▸ PROBLEM TO SOLVE
Reproduce the passage of the forum thread that runs from "About the conversation" up to and including "full conversation info.".

Cache Hit Time Spent = 0.14519858360290527
Question: 怎么还花呗
上海有什么好吃的 上海是一个美食之都,有很多好吃的选择。以下是一些可以尝试的:

1. 小笼包:小笼包是上海最有名的美食之一。可以去著名的“朱家角小笼包”品尝。

2. 生煎包:生煎包是上海另一种著名的美食。可以去“沈大成”或者“老正兴”品尝。

3. 红烧肉:红烧肉是上海传统的名菜之一。可以去“红烧肉大师”
Cache Hit Time Spent = 0.14341497421264648

Why is the last question is cached?

@SimFG
Copy link
Collaborator

SimFG commented May 12, 2023

because the onnx.to_embeddings is the english embedding model, you need a chinese embedding model, reference: #317

@Zjq9409
Copy link
Author

Zjq9409 commented May 13, 2023

Does it support huggingface conversation caching?

@SimFG
Copy link
Collaborator

SimFG commented May 15, 2023

About the conversation situation, it depends on how to use the llm. If you can give all the conversation info to the GPTCache, it will work finely, like the the messages of openai's chat complete, which provides the full conversation info.

@Zjq9409
Copy link
Author

Zjq9409 commented May 17, 2023

from langchain.embeddings.huggingface import HuggingFaceEmbeddings
from langchain.vectorstores import FAISS
from langchain.llms.base import LLM
from langchain.document_loaders import UnstructuredFileLoader, TextLoader
from langchain.text_splitter import CharacterTextSplitter
from transformers import AutoTokenizer, AutoModel, AutoConfig
from sentence_transformers import SentenceTransformer
import torch
import os
import torch
from typing import List
import re
from tqdm import tqdm
import datetime
import numpy as np
import intel_extension_for_pytorch as ipex

EMBEDDING_MODEL = "text2vec" # embedding 模型,对应 embedding_model_dict
VECTOR_SEARCH_TOP_K = 6
LLM_MODEL = "chatglm-6b"     # LLM 模型名,对应 llm_model_dict
LLM_HISTORY_LEN = 3
DEVICE = "cuda" if torch.cuda.is_available() else "mps" if torch.backends.mps.is_available() else "cpu"
STREAMING = False
SENTENCE_SIZE = 100
CHUNK_SIZE = 250
embeddings = None
embedding_model_dict = {
    "text2vec": "/home/intel/zjq/prompt_test/text2vec-large-chinese/",
}

llm_model_dict = {
    "chatglm-6b-int4-qe": "THUDM/chatglm-6b-int4-qe",
    "chatglm-6b-int4": "THUDM/chatglm-6b-int4",
    "chatglm-6b": "/home/intel/zjq/chatglm",
}
VS_ROOT_PATH = os.path.join(os.path.dirname(os.path.dirname(__file__)), "vector_store")
class ChatGLM(LLM):
    max_token: int = 10000
    temperature: float = 0.8
    top_p = 0.9
    tokenizer: object = None
    model: object = None
    model_bf16 : object = None
    history_len: int = 10

    def __init__(self):
        super().__init__()

    @property
    def _llm_type(self) -> str:
        return "ChatGLM"

▸ MATERIAL SUPPLIED

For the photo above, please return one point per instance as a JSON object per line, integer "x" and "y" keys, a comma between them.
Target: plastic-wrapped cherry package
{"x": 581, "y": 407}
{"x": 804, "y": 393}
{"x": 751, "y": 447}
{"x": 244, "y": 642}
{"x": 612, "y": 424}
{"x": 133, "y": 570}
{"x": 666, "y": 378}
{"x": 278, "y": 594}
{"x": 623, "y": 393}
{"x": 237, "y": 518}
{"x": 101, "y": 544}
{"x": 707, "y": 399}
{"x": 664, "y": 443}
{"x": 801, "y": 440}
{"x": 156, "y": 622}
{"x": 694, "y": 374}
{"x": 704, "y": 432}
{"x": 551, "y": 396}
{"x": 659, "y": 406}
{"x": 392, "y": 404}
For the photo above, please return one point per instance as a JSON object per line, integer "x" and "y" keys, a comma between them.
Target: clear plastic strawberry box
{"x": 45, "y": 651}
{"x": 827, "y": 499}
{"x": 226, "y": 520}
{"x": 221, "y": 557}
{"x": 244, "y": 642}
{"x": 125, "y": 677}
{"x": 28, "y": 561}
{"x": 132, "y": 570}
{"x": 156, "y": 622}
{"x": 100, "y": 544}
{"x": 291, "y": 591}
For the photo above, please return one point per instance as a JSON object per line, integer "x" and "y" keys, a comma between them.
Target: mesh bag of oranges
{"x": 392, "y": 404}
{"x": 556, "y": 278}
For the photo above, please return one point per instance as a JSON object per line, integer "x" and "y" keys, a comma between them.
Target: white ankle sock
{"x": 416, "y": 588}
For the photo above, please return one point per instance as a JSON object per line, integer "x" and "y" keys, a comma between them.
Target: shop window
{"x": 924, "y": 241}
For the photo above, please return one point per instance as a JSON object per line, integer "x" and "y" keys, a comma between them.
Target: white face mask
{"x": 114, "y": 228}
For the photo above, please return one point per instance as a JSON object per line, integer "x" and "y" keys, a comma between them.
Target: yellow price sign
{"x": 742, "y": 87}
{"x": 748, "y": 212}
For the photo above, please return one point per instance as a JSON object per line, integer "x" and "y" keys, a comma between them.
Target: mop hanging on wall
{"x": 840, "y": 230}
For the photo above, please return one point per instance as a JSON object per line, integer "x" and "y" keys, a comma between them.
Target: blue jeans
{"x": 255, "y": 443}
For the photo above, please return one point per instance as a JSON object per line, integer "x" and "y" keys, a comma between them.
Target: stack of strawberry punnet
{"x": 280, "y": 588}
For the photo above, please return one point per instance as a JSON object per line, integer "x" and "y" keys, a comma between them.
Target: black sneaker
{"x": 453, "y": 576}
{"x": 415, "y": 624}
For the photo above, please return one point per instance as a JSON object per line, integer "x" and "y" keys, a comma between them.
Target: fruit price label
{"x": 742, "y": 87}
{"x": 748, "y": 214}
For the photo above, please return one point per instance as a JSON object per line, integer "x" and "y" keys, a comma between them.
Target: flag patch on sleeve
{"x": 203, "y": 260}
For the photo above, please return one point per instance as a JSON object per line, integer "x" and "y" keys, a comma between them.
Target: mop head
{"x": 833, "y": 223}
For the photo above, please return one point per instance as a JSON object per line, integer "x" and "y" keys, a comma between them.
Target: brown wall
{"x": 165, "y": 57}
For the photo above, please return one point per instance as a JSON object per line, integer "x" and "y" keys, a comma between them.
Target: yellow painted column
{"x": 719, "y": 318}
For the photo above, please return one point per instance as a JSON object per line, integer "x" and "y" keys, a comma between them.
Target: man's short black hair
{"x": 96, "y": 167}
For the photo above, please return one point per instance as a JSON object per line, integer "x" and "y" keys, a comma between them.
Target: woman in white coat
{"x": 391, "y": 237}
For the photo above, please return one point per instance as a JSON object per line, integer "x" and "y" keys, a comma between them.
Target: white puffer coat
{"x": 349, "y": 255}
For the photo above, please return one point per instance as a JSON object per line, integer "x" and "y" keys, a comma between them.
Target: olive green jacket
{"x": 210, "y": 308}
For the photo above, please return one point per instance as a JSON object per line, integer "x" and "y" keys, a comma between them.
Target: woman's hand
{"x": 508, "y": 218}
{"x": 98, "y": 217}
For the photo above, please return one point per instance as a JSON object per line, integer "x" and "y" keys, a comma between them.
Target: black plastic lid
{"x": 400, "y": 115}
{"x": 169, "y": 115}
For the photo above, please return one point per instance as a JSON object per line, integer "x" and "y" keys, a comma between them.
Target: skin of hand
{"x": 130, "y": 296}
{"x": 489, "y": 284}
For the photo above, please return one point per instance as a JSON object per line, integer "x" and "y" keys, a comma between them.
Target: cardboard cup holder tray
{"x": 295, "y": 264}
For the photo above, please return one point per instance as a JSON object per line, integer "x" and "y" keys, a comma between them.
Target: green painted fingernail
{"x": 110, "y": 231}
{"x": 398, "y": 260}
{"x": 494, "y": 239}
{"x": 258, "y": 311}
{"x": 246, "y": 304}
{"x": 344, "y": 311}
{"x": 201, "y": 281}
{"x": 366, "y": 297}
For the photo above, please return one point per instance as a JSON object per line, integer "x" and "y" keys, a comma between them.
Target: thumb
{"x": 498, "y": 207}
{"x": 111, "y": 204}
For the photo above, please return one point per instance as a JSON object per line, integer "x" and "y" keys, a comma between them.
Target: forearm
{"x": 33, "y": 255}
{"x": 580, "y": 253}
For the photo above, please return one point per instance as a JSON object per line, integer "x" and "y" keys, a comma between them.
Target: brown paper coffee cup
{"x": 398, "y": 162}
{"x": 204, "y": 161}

▸ ANSWER TO THIS EXERCISE
About the conversation situation, it depends on how to use the llm. If you can give all the conversation info to the GPTCache, it will work finely, like the the messages of openai's chat complete, which provides the full conversation info.